--- Problem ---
Reproduce every entry exactly as shown.
====
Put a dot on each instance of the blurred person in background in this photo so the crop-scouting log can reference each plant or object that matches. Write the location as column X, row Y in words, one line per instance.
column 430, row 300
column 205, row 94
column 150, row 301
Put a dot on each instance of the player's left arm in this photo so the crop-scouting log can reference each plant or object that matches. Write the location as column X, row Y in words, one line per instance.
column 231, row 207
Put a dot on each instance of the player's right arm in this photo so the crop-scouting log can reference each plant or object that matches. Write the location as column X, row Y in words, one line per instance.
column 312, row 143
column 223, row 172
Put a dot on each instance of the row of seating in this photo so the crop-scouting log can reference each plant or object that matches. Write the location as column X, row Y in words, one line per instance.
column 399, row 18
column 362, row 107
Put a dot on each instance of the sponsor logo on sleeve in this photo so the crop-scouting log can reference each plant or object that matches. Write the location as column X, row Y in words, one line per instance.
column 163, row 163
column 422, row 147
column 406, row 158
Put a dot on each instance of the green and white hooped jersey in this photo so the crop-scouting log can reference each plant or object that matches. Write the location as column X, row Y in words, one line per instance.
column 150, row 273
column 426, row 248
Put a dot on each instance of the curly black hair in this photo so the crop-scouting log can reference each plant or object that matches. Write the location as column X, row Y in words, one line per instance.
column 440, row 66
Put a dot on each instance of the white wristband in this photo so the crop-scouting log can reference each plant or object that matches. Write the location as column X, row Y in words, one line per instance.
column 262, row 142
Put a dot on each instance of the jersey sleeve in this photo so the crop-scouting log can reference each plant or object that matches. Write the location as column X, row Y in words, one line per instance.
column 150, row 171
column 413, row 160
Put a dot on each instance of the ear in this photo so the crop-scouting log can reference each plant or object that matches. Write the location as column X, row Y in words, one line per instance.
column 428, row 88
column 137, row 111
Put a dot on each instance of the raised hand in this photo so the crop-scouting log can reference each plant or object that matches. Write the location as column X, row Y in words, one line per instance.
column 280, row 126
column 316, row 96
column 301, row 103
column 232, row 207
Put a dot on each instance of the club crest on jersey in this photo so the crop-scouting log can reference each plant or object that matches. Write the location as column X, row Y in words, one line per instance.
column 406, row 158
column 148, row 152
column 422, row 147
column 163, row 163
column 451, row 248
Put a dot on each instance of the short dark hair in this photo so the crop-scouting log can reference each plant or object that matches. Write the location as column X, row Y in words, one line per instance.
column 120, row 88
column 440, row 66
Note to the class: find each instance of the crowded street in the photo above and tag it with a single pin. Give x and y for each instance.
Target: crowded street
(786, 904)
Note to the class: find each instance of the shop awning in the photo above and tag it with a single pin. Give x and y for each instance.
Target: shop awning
====
--- Expected output ---
Put a dot on each instance of the blurred person in background in this photo so the crop-scouting log can reference each plant or object that matches. Write the location as column X, row Y in words, one line per instance.
column 430, row 300
column 205, row 94
column 150, row 301
Put a dot on each instance of the player's left arm in this photo so the crop-scouting log can reference each plant or object that matches. Write the location as column X, row Y in words, one line per instance.
column 231, row 207
Put a dot on each instance of the player's right arm in this photo so the crop-scouting log can reference each plant or object that matches. Write the location as column X, row Y in words, one line per instance.
column 312, row 143
column 223, row 172
Put a dot on each instance of the row of seating in this photo so the crop-scouting log can reference each plant or object that matches. Write the location as column X, row Y in words, one line per instance.
column 399, row 18
column 362, row 107
Put a dot on each instance of the sponsor logo on sleeve in this photo so the crop-scouting log can reference each plant or object that matches. Write the location as column X, row Y in words, one line per instance.
column 163, row 163
column 422, row 147
column 406, row 158
Put a dot on each instance of the green and white hooped jersey in this photo so the crop-scouting log can reference each plant or object that matches. Write the location as column X, row Y in words, one line per instance.
column 150, row 273
column 426, row 248
Put a dot on each instance of the curly black hair in this photo so the crop-scouting log can reference each plant or object that matches. Write the location as column X, row Y in words, one line per instance.
column 440, row 66
Put a dot on each instance of the white wristband in this photo so the crop-scouting log can reference each plant or object that matches. Write the location as column X, row Y in words, one line per instance.
column 262, row 142
Put a dot on each instance of the jersey sleeve in this photo so the crop-scouting log can reference each plant or object that matches. Write the location as column X, row Y in words, one line per instance.
column 150, row 171
column 413, row 160
Put a dot on each instance of the ear in this photo so the crop-scouting log can reference each plant or object that matches. Write the location as column X, row Y in words, one line per instance.
column 428, row 88
column 137, row 111
Put a dot on each instance of the raised hand in this photo so the crop-scouting log can reference each plant or object that matches. Write the location as column X, row Y in words, one line per instance.
column 280, row 126
column 316, row 96
column 301, row 103
column 232, row 207
Put a dot on each instance of the club crest on jersey in this photo so the crop-scouting log can reference each plant or object that matches. Write the location as column X, row Y in words, one line per instance.
column 406, row 158
column 148, row 152
column 422, row 147
column 163, row 163
column 451, row 248
Put a dot on each instance of the short dark hair in this photo so the crop-scouting log can reference each plant or object that matches. Write the location as column X, row Y in words, one line per instance.
column 120, row 88
column 440, row 66
Note to the class: find each instance of the crowded street in the photo above and tag it with a single pin. Give x and y for each instance.
Target: crowded street
(786, 904)
Note to the class: find each instance of the shop awning in the photo above and tag it with a single pin. Give x and y for each instance.
Target: shop awning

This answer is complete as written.